Kurnia berpandangan, penetapan status tersangka terhadap Nurhayati tidak sesuai dengan ketentuan Pasal 10 Ayat (1) dan (2) UU Perlindungan Saksi dan Korban. Pasal itu mengatur pelapor tidak dapat dituntut baik secara pidana maupun perdata atas laporannya. Jika ada tuntutan hukum terhadap pelapor atas laporannya itu, tuntutan hukum wajib ditunda hingga kasus yang dia laporkan telah diputus oleh pengadilan dengan status telah berkekuatan hukum tetap.
Atas dasar aturan itu, seharusnya Polres Cirebon tidak boleh gegabah dalam mengambil langkah untuk menetapkan Nurhayati sebagai tersangka atas inisiatifnya melaporkan dugaan korupsi. Selain itu, dampak dari gegabahnya aparat menetapkan status tersangka itu, menurut Kurnia, juga bisa memberangus peran serta masyarakat dan justru berpotensi melanggengkan praktik korupsi.
Padahal, berdasarkan catatan Tren Penindakan Korupsi Indonesia Corruption Watch (ICW) Semester I Tahun 2021, sektor dana desa paling rawan dikorupsi dengan nilai kerugian negara mencapai Rp 35,7 miliar. Hal ini sejalan dengan data yang menyatakan lembaga yang paling sering ditangani oleh aparat penegak hukum adalah pemerintahan desa. Selain itu, aparatur desa juga masuk dalam 10 besar aktor paling banyak terjerat kasus korupsi.
”Atas kondisi buram ini, bukan tidak mungkin sektor dana desa itu justru akan semakin menjadi ladang basah korupsi karena masyarakat semakin takut untuk melaporkan apabila ada dugaan penyelewengan,” ucap Kurnia.
Melihat perkembangan situasi terkini, ICW mendesak kepada LPSK untuk mengambil langkah dalam memberikan perlindungan kepada Nurhayati sebagai bentuk mendukung upaya pemberantasan dan pencegahan korupsi di Indonesia. Sesuai dengan aturan UU PKS, LPSK harus proaktif mendampingi Nurhayati untuk meningkatkan upaya pengungkapan secara menyeluruh suatu tindak pidana.
ICW juga mendesak KPK menyelesaikan sengkarut koordinasi antara Kejaksaan Negeri Cirebon dan Polres Cirebon dengan cara melakukan koordinasi serta supervisi perkara. Koordinasi dan supervisi memiliki dasar payung hukum yang kuat, yaitu Peraturan Presiden Nomor 102 Tahun 2020 tentang Pelaksanaan Supervisi Pemberantasan Tindak Pidana Korupsi. Dalam Pasal 6 Ayat (1) Perpres No 102/2020 itu ada kewenangan KPK untuk melakukan koordinasi dan supervisi. Selain itu, kewenangan juga diatur dalam Pasal 6 juncto Pasal 8 Huruf a UU Nomor 19 Tahun 2019 tentang Komisi Pemberantasan Korupsi.

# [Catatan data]

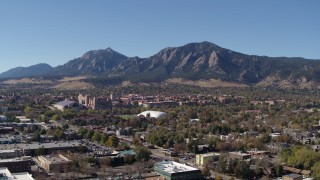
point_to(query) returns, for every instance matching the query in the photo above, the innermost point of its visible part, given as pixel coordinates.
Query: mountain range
(194, 61)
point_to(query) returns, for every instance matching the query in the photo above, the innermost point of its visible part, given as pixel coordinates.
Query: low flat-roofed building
(22, 164)
(10, 153)
(3, 118)
(239, 155)
(29, 149)
(258, 154)
(53, 162)
(292, 177)
(202, 159)
(62, 105)
(172, 170)
(5, 174)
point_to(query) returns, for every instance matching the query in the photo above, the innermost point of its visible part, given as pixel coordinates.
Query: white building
(3, 118)
(178, 171)
(64, 104)
(153, 114)
(7, 175)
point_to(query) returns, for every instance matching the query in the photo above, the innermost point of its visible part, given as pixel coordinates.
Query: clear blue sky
(55, 32)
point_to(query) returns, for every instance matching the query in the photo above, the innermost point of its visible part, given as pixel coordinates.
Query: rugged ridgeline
(195, 61)
(35, 70)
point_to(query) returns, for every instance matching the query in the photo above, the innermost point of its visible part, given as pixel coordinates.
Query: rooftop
(4, 172)
(24, 158)
(173, 167)
(67, 144)
(55, 159)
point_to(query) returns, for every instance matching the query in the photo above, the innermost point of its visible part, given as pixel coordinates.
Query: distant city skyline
(55, 32)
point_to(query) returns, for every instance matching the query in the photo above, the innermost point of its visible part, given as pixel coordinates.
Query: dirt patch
(77, 78)
(27, 81)
(73, 85)
(206, 83)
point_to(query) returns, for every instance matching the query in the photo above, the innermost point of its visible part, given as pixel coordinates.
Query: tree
(40, 151)
(113, 141)
(96, 136)
(316, 170)
(89, 134)
(58, 133)
(55, 117)
(82, 131)
(279, 170)
(103, 138)
(206, 172)
(242, 169)
(218, 177)
(36, 136)
(142, 153)
(91, 160)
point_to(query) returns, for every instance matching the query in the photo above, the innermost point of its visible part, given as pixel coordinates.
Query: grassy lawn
(127, 116)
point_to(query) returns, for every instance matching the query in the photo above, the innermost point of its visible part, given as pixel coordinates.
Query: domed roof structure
(153, 114)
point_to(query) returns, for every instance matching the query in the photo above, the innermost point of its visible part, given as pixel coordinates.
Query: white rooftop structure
(3, 118)
(174, 167)
(6, 174)
(153, 114)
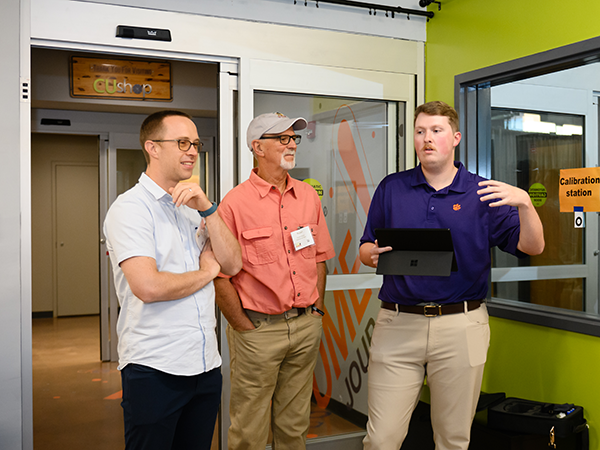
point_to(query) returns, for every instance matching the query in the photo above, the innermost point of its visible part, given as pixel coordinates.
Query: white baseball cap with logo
(272, 123)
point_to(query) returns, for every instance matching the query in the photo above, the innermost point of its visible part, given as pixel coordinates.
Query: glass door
(355, 137)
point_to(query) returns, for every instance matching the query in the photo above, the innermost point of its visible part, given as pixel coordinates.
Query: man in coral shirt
(274, 305)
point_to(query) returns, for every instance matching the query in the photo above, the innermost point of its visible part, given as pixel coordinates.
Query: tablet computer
(416, 251)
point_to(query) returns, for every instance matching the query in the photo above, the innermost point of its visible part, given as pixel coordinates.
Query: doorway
(64, 186)
(92, 142)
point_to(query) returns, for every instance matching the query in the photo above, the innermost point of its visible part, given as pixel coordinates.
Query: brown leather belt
(433, 309)
(294, 312)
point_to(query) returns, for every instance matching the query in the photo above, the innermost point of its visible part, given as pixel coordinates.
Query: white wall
(326, 16)
(15, 322)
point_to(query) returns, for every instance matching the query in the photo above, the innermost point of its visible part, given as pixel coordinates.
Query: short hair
(152, 127)
(438, 108)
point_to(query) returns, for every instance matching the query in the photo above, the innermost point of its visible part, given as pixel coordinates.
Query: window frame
(472, 101)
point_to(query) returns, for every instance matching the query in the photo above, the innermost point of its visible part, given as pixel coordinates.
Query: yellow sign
(120, 79)
(579, 187)
(316, 185)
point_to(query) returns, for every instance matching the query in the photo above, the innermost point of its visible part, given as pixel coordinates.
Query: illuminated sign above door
(120, 79)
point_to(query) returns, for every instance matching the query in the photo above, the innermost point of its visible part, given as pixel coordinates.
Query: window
(522, 122)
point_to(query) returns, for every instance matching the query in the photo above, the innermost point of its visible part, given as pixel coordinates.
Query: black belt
(433, 309)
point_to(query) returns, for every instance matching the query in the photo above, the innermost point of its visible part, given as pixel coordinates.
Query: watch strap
(209, 211)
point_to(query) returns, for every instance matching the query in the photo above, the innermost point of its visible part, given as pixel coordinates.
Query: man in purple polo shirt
(450, 343)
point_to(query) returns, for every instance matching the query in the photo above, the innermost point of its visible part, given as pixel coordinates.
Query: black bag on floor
(552, 420)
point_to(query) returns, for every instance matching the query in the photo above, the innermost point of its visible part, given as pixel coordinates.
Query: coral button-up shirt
(275, 277)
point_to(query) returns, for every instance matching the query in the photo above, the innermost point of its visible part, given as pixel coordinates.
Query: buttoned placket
(188, 239)
(285, 221)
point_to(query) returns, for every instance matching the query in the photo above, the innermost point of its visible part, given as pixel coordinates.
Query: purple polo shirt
(406, 200)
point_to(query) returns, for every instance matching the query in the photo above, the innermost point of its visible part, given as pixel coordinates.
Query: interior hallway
(77, 398)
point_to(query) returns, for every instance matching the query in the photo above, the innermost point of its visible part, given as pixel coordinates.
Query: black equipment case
(552, 420)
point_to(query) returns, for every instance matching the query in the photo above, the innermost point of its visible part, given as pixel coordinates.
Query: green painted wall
(524, 360)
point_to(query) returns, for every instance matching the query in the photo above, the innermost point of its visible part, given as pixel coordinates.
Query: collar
(155, 190)
(459, 184)
(263, 187)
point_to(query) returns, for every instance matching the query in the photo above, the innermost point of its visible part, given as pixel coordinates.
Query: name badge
(302, 238)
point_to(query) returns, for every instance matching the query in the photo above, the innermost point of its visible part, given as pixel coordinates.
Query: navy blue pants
(169, 412)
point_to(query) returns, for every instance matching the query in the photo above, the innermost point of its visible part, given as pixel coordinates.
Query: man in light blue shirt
(167, 243)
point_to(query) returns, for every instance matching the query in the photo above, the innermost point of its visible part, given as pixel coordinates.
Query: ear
(457, 138)
(151, 149)
(257, 148)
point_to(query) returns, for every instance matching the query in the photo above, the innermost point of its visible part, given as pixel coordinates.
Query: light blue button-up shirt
(178, 336)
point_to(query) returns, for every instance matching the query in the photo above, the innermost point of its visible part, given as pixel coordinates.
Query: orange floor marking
(115, 396)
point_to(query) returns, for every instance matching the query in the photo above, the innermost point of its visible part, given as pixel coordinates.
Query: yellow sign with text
(120, 79)
(579, 187)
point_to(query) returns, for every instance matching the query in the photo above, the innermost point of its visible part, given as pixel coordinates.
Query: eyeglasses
(183, 144)
(285, 138)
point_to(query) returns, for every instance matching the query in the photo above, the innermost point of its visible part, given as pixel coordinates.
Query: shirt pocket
(310, 252)
(259, 245)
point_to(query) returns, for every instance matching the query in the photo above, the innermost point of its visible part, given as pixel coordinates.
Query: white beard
(287, 165)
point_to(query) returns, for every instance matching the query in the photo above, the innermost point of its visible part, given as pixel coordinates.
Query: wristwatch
(209, 211)
(317, 310)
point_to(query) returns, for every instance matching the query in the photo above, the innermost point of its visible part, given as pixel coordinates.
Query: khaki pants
(271, 381)
(453, 348)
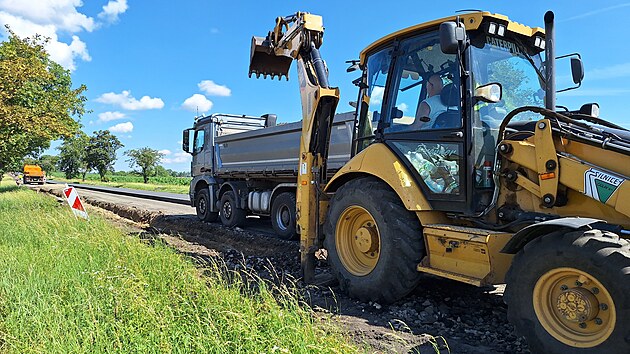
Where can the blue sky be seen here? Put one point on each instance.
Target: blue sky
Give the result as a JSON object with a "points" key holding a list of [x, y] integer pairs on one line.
{"points": [[148, 64]]}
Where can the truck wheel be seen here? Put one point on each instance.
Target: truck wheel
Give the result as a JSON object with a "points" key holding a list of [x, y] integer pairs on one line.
{"points": [[374, 243], [202, 206], [283, 216], [567, 293], [231, 216]]}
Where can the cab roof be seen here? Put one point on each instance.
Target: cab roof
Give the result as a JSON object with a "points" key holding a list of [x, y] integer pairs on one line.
{"points": [[471, 21]]}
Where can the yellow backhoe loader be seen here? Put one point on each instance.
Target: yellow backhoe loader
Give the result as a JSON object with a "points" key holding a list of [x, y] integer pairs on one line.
{"points": [[463, 167]]}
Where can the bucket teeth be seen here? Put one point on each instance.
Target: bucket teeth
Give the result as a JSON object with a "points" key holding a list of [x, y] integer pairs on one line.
{"points": [[265, 61]]}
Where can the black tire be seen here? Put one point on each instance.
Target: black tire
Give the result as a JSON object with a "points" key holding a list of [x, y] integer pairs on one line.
{"points": [[401, 243], [202, 206], [283, 216], [231, 216], [602, 255]]}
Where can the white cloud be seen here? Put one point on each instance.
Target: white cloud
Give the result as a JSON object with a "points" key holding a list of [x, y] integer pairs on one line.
{"points": [[62, 14], [112, 10], [609, 72], [109, 116], [594, 12], [196, 103], [126, 127], [212, 89], [60, 52], [178, 157], [377, 95], [126, 101], [595, 92], [49, 18]]}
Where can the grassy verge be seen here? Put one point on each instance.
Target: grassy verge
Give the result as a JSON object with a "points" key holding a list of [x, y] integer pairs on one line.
{"points": [[7, 181], [155, 187], [67, 285]]}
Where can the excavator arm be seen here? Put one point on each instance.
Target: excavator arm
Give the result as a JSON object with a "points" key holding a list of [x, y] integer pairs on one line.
{"points": [[298, 37]]}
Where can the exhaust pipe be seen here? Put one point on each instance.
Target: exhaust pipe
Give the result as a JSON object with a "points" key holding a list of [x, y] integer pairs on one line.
{"points": [[550, 62]]}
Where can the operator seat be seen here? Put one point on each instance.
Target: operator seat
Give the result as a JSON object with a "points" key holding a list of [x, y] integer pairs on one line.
{"points": [[451, 118]]}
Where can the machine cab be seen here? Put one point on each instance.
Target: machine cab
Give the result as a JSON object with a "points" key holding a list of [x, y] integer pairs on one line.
{"points": [[439, 113]]}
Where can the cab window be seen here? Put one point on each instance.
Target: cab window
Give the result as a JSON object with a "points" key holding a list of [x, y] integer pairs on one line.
{"points": [[377, 70], [199, 141], [425, 91]]}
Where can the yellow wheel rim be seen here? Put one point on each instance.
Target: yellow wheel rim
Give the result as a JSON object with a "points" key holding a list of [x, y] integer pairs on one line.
{"points": [[358, 241], [574, 307]]}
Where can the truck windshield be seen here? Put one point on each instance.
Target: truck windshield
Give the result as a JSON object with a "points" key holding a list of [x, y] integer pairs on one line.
{"points": [[516, 67]]}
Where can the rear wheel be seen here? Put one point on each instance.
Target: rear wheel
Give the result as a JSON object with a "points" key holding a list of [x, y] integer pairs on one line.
{"points": [[374, 243], [283, 216], [231, 216], [202, 206], [567, 293]]}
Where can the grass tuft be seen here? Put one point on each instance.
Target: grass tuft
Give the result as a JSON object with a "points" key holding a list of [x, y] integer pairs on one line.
{"points": [[67, 285]]}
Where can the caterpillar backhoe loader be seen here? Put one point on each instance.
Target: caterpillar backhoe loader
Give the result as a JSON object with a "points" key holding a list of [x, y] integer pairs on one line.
{"points": [[464, 168]]}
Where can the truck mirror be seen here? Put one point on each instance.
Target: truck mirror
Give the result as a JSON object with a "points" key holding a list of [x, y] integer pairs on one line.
{"points": [[451, 35], [577, 70], [186, 140]]}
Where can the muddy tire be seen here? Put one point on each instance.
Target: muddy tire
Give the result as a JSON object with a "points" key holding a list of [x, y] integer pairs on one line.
{"points": [[231, 216], [202, 206], [283, 216], [580, 282], [374, 243]]}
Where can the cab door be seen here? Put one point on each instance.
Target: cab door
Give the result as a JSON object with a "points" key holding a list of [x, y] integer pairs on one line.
{"points": [[422, 121]]}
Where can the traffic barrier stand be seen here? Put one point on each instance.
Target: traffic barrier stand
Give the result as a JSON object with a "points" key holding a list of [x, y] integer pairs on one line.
{"points": [[72, 197]]}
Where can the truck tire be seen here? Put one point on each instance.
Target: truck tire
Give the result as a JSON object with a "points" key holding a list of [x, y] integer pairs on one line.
{"points": [[374, 243], [231, 216], [202, 206], [567, 293], [283, 216]]}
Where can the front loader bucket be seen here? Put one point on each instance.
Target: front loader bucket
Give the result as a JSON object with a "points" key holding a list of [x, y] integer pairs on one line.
{"points": [[264, 61]]}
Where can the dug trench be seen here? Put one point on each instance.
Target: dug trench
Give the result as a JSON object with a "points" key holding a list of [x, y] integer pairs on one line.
{"points": [[440, 315]]}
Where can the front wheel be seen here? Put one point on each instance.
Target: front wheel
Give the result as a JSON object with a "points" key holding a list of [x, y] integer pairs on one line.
{"points": [[283, 216], [374, 243], [202, 206], [567, 293], [231, 216]]}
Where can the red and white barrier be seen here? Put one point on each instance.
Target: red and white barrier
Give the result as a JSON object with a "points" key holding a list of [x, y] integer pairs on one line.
{"points": [[75, 202]]}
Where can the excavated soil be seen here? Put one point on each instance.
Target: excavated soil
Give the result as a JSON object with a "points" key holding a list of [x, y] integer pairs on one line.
{"points": [[440, 315]]}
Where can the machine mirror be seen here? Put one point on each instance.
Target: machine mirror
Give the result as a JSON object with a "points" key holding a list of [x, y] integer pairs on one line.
{"points": [[186, 141], [577, 70], [451, 35], [490, 93]]}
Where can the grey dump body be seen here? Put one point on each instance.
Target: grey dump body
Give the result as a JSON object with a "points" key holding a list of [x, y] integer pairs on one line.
{"points": [[273, 152], [254, 158]]}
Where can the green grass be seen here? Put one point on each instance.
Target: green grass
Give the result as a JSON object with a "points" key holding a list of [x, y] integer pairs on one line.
{"points": [[68, 285], [156, 184], [7, 181]]}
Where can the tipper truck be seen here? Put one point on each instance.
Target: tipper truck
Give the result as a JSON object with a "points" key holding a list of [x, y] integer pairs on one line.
{"points": [[247, 165], [463, 167], [33, 174]]}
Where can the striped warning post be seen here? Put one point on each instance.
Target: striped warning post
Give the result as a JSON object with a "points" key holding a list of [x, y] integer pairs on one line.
{"points": [[75, 202]]}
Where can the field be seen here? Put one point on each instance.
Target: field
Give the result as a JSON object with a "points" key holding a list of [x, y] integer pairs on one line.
{"points": [[68, 285], [157, 184]]}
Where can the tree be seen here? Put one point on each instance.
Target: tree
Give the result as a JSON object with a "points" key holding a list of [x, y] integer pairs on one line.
{"points": [[146, 159], [101, 152], [73, 156], [37, 101]]}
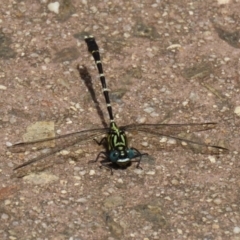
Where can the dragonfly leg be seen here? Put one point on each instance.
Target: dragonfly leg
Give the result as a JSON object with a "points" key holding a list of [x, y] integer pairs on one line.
{"points": [[139, 156], [107, 165], [98, 156], [102, 141]]}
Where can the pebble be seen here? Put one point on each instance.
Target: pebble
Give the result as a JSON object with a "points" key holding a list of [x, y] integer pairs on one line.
{"points": [[54, 7], [217, 201], [4, 216], [236, 230], [237, 110], [2, 87], [92, 172]]}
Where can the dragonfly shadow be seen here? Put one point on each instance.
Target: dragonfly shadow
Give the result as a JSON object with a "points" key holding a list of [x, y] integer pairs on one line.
{"points": [[87, 79]]}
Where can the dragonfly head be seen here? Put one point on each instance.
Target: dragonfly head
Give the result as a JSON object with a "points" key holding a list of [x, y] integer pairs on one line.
{"points": [[122, 157]]}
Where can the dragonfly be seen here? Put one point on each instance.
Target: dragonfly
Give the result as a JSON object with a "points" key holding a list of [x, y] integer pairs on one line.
{"points": [[117, 151]]}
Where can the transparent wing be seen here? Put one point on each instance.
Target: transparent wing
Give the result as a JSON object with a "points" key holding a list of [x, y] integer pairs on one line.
{"points": [[55, 144], [170, 129], [167, 131]]}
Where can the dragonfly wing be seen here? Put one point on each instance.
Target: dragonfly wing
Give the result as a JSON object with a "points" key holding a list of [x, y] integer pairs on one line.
{"points": [[56, 141], [170, 129], [195, 146]]}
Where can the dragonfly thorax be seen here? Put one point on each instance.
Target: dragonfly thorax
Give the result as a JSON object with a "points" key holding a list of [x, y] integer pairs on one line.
{"points": [[117, 146]]}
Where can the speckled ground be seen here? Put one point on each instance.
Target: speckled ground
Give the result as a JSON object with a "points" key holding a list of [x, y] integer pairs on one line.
{"points": [[165, 61]]}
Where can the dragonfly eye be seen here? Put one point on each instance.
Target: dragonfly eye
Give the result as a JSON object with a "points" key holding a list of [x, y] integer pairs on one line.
{"points": [[131, 153], [114, 156]]}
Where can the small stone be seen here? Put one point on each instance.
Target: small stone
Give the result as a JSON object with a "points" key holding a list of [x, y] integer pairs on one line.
{"points": [[54, 7], [237, 110], [236, 230], [2, 87], [217, 201], [92, 172], [212, 159], [4, 216]]}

# [Tugas yang Dikerjakan]
1. Salin kembali teks tentang kasus Nurhayati dari "Kurnia berpandangan, penetapan" sampai "melanggengkan praktik korupsi.", lalu ganti "Polres Cirebon" dengan "Polres Kuningan".
2. Lanjutkan teks tentang kasus Nurhayati mulai setelah kalimat terakhirnya.
Data tersebut tidak berkaitan dengan teks tentang kasus Nurhayati.

# [Hasil Latihan]
1.
Kurnia berpandangan, penetapan status tersangka terhadap Nurhayati tidak sesuai dengan ketentuan Pasal 10 Ayat (1) dan (2) UU Perlindungan Saksi dan Korban. Pasal itu mengatur pelapor tidak dapat dituntut baik secara pidana maupun perdata atas laporannya. Jika ada tuntutan hukum terhadap pelapor atas laporannya itu, tuntutan hukum wajib ditunda hingga kasus yang dia laporkan telah diputus oleh pengadilan dengan status telah berkekuatan hukum tetap.
Atas dasar aturan itu, seharusnya Polres Kuningan tidak boleh gegabah dalam mengambil langkah untuk menetapkan Nurhayati sebagai tersangka atas inisiatifnya melaporkan dugaan korupsi. Selain itu, dampak dari gegabahnya aparat menetapkan status tersangka itu, menurut Kurnia, juga bisa memberangus peran serta masyarakat dan justru berpotensi melanggengkan praktik korupsi.

2.
Menjadi viral
Dalam keterangan pers yang disampaikan Kepala Biro Penerangan Masyarakat Divisi Humas Polri Brigadir Jenderal (Pol) Ahmad Ramadhan, Jumat sore, gelar perkara terhadap kasus yang diduga melibatkan N dan S yang ditangani Polres Cirebon dilakukan karena merupakan atensi dari Badan Reserse Kriminal Polri.
”Karena viral di masyarakat. Saya mengucapkan terima kasih kepada media yang membuat kasus ini viral sehingga mendapat perhatian pimpinan Polri,” katanya.
Saat dihubungi Sabtu, Brigjen (Pol) Ahmad Ramadhan mengatakan, perkara itu akan dikoordinasikan lebih lanjut dengan jaksa penuntut umum. Polri belum bisa memastikan apakah status tersangka Nurhayati akan ditangguhkan atau tidak sebelum ada koordinasi lebih lanjut dengan Kejaksaan Negeri Cirebon.
”Perkara untuk tersangka N, penyidik akan mengoordinasikan kembali kepada JPU untuk tindak lanjut kasus ini. Adapun untuk kasus dengan tersangka kepala desa setempat S tetap dilanjutkan,” kata Ahmad.
Ahmad belum bisa memastikan nasib status tersangka dari Nurhayati. Ia menegaskan bahwa status tersangka Nurhayati memang sedang ditinjau kembali. Namun, terkait dengan kepastiannya apakah ditangguhkan atau tidak, masih menunggu hasil koordinasi dengan kejaksaan terlebih dahulu. ”Kita tunggu hasil koordinasinya nanti, ya,” kata Ahmad.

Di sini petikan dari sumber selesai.